- Working data
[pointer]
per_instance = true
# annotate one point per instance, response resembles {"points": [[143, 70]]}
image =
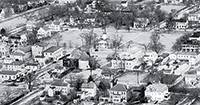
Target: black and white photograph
{"points": [[99, 52]]}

- To do
Rewrite each line of the data above as a numbered list, omitting blank lines and leaving out the pictures.

- Answer to the task
1. [pointer]
2. per_instance = true
3. # annotate one point per instance, response resembles {"points": [[143, 70]]}
4. image =
5. Target: black and white photograph
6. {"points": [[99, 52]]}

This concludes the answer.